**Written instruction A**
Reproduce the talk-page comments below in full, word for word.

**Extract provided**
++++++++++

Anything that is not covered above.

I have not read very far yet, but what I have seen is promising regarding how you are going about this. More later, perhaps. · · · Peter (Southwood) ^(talk): 09:36, 11 September 2020 (UTC)[reply]
It does not feel right not to be able to copy edit typos and spelling errors in the document;-/ · · · Peter (Southwood) ^(talk): 17:44, 11 September 2020 (UTC)[reply]
Over a decade ago marketing had a rule of thumb that people would be on the internet for two years before they started using it for shopping (this may have been a dodgy rule of thumb and may be out of date, but I have never seen the Wikipedia equivalent). Editing Wikipedia is clearly not an entry level hobby for new internet users, but it would be good to know how long the typical Wikipedian was online for before they first edited, and of course whether that varies by Mobile v Desktop. This obviously then will need to be correlated with the history of internet access in particular countries. Current internet access rates are only the tip of the iceberg - a community that has only come online in the last five years is likely to have generated less content than a community that has been online since before Wikipedia was started. Apologies if this is in but missed by me, I have only had time to read the report once. But at the end I was wondering if this had been missed or I had missed it. WereSpielChequers (talk) 19:24, 11 September 2020 (UTC)[reply]
one super practical thought... please always remember to tag (categories, or even structured data) the documents you publish on Wikimedia Commons, so that people have a chance to find them even if they have no idea of the existence of this page on meta. When I reworked the Gender gap portal, this was one of the tendencies I noticed with reports published by WMF staff... they were put on Commons... but no categories added. This makes content curation very complicated and ultimately... yeah... accessibility issues... knowledge gaps ! So please... you make a fabulous job with the taxonomy, a great job with the pdf presentation and with the video presentation from Miriam. Just do remember to tag those resources to help us find them when we "wander" on Commons ;)

++++++++++

**Written instruction B**
Recast the lines of the records below as a numbered list, from the line containing "For the benchmark, mark every instance of the car's windshield" through the end of the records, both ends included and blank lines left out.

**Provided data**
++++++++++

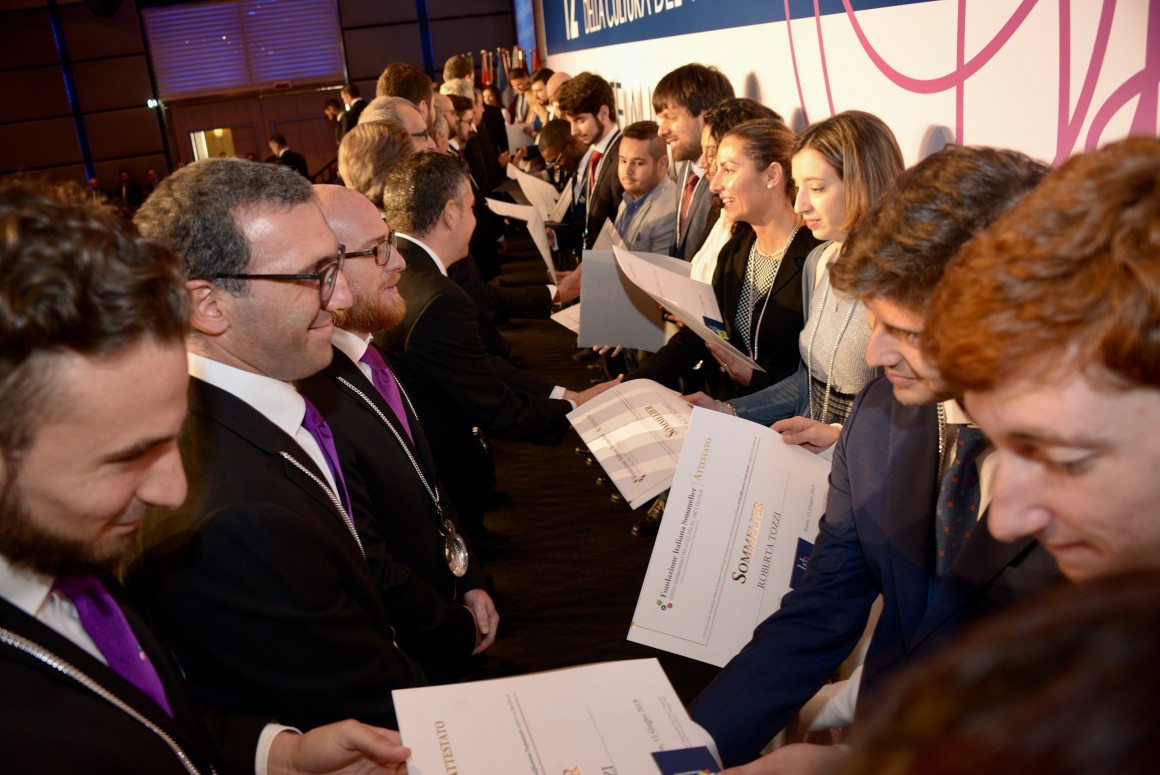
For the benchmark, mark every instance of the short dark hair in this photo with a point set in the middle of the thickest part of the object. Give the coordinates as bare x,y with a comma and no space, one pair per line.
727,114
419,187
73,279
400,79
863,151
694,87
1066,281
195,210
367,153
586,93
457,66
646,130
899,250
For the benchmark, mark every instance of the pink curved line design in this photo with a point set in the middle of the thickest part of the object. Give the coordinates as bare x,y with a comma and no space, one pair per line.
1068,127
943,82
821,53
797,75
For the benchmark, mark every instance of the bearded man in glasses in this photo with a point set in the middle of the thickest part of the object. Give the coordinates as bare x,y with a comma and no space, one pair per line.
272,585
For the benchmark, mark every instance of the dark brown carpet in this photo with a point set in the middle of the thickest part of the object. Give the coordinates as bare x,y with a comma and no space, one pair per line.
566,569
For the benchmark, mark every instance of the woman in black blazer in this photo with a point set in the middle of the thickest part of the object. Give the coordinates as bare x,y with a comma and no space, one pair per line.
759,272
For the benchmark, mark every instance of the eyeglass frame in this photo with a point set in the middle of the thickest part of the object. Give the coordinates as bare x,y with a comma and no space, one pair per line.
327,276
391,240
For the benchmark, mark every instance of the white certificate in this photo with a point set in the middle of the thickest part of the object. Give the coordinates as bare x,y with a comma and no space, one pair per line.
737,534
635,431
694,303
539,193
536,229
599,718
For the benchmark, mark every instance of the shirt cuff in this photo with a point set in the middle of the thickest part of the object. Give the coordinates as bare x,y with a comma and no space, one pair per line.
265,743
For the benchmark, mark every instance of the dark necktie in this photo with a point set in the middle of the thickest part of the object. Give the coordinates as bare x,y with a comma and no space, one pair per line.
316,426
104,622
593,160
958,499
690,185
388,388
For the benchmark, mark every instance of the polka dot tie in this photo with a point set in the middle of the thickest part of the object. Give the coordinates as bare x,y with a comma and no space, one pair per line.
958,499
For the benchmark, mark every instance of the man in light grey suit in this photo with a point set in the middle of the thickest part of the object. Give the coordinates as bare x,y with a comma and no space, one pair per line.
646,219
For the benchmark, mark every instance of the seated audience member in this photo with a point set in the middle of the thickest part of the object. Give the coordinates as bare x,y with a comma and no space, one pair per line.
1063,685
437,350
646,218
401,80
93,378
288,158
401,111
1060,361
910,477
718,120
361,400
272,584
368,151
841,166
681,99
759,275
588,104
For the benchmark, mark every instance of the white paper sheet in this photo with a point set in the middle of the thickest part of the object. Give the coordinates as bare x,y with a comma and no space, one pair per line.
539,193
635,431
535,227
691,302
738,529
597,718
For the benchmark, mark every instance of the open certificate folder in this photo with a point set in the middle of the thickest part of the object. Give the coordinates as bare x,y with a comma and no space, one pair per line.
635,431
599,718
737,534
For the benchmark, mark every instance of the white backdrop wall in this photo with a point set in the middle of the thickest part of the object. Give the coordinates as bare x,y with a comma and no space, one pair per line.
1048,78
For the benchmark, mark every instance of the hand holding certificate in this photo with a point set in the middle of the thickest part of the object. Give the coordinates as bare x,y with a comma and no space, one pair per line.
740,522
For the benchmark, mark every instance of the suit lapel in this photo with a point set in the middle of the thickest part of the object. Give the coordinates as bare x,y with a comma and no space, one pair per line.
245,421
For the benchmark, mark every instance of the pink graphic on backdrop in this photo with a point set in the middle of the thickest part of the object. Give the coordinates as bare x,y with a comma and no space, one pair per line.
1144,85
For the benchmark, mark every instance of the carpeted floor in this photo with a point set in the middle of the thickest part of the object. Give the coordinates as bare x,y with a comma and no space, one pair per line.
565,566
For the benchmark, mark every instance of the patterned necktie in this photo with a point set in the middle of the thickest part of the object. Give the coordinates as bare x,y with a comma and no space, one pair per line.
593,160
690,185
104,622
388,388
316,426
958,499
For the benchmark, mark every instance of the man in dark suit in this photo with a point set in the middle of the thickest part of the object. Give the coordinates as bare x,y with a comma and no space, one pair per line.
363,404
288,158
681,99
588,103
437,352
272,584
905,449
95,389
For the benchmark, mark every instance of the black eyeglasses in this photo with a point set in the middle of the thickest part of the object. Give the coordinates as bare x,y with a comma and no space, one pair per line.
381,252
327,276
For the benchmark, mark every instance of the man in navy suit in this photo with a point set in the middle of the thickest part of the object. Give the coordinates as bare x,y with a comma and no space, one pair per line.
903,443
94,388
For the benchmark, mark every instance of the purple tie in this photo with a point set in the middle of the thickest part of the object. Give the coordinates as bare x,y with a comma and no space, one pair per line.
384,381
316,426
106,623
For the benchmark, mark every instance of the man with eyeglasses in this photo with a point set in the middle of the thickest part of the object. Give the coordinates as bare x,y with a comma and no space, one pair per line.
272,584
364,404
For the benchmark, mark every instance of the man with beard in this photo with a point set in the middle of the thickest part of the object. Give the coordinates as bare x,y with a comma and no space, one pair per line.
93,382
365,406
681,99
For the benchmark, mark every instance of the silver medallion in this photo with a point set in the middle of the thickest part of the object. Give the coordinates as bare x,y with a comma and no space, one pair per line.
455,549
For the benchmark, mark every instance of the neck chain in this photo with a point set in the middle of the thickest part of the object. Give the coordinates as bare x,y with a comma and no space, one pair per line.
755,253
833,354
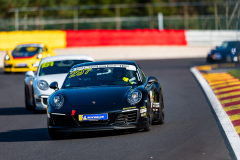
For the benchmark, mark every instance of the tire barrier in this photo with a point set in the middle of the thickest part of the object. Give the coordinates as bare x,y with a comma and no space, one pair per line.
125,37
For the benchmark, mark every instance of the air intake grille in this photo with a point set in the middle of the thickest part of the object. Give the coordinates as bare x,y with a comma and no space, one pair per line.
126,117
62,120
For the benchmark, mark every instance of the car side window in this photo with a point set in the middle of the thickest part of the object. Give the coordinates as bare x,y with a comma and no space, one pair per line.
143,75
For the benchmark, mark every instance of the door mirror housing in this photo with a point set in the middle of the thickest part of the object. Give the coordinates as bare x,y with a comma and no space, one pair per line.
152,79
54,85
30,74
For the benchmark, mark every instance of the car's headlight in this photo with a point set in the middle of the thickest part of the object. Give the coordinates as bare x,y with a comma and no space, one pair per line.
39,56
57,101
43,85
7,57
134,97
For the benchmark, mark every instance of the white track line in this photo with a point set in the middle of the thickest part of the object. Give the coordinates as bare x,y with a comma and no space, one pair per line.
226,123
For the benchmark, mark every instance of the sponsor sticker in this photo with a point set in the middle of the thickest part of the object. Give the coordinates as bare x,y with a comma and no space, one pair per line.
128,67
47,64
128,108
21,65
93,117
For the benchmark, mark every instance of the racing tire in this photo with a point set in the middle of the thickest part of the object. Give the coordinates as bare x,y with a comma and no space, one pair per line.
27,106
149,121
160,119
56,135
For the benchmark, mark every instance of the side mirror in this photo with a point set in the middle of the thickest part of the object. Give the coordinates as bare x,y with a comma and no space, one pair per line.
152,79
30,74
54,85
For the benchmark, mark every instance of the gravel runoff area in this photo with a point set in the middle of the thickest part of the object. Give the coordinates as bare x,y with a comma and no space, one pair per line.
133,52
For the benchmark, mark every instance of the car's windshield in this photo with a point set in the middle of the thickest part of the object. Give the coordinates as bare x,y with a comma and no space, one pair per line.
58,67
230,45
29,51
98,75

++++++++++

**Complete output A**
Anything that is not covered above.

I have not read very far yet, but what I have seen is promising regarding how you are going about this. More later, perhaps. · · · Peter (Southwood) ^(talk): 09:36, 11 September 2020 (UTC)[reply]
It does not feel right not to be able to copy edit typos and spelling errors in the document;-/ · · · Peter (Southwood) ^(talk): 17:44, 11 September 2020 (UTC)[reply]
Over a decade ago marketing had a rule of thumb that people would be on the internet for two years before they started using it for shopping (this may have been a dodgy rule of thumb and may be out of date, but I have never seen the Wikipedia equivalent). Editing Wikipedia is clearly not an entry level hobby for new internet users, but it would be good to know how long the typical Wikipedian was online for before they first edited, and of course whether that varies by Mobile v Desktop. This obviously then will need to be correlated with the history of internet access in particular countries. Current internet access rates are only the tip of the iceberg - a community that has only come online in the last five years is likely to have generated less content than a community that has been online since before Wikipedia was started. Apologies if this is in but missed by me, I have only had time to read the report once. But at the end I was wondering if this had been missed or I had missed it. WereSpielChequers (talk) 19:24, 11 September 2020 (UTC)[reply]
one super practical thought... please always remember to tag (categories, or even structured data) the documents you publish on Wikimedia Commons, so that people have a chance to find them even if they have no idea of the existence of this page on meta. When I reworked the Gender gap portal, this was one of the tendencies I noticed with reports published by WMF staff... they were put on Commons... but no categories added. This makes content curation very complicated and ultimately... yeah... accessibility issues... knowledge gaps ! So please... you make a fabulous job with the taxonomy, a great job with the pdf presentation and with the video presentation from Miriam. Just do remember to tag those resources to help us find them when we "wander" on Commons ;)

**Complete output B**
1. For the benchmark, mark every instance of the car's windshield in this photo with a point set in the middle of the thickest part of the object. Give the coordinates as bare x,y with a comma and no space, one pair per line.
2. 58,67
3. 230,45
4. 29,51
5. 98,75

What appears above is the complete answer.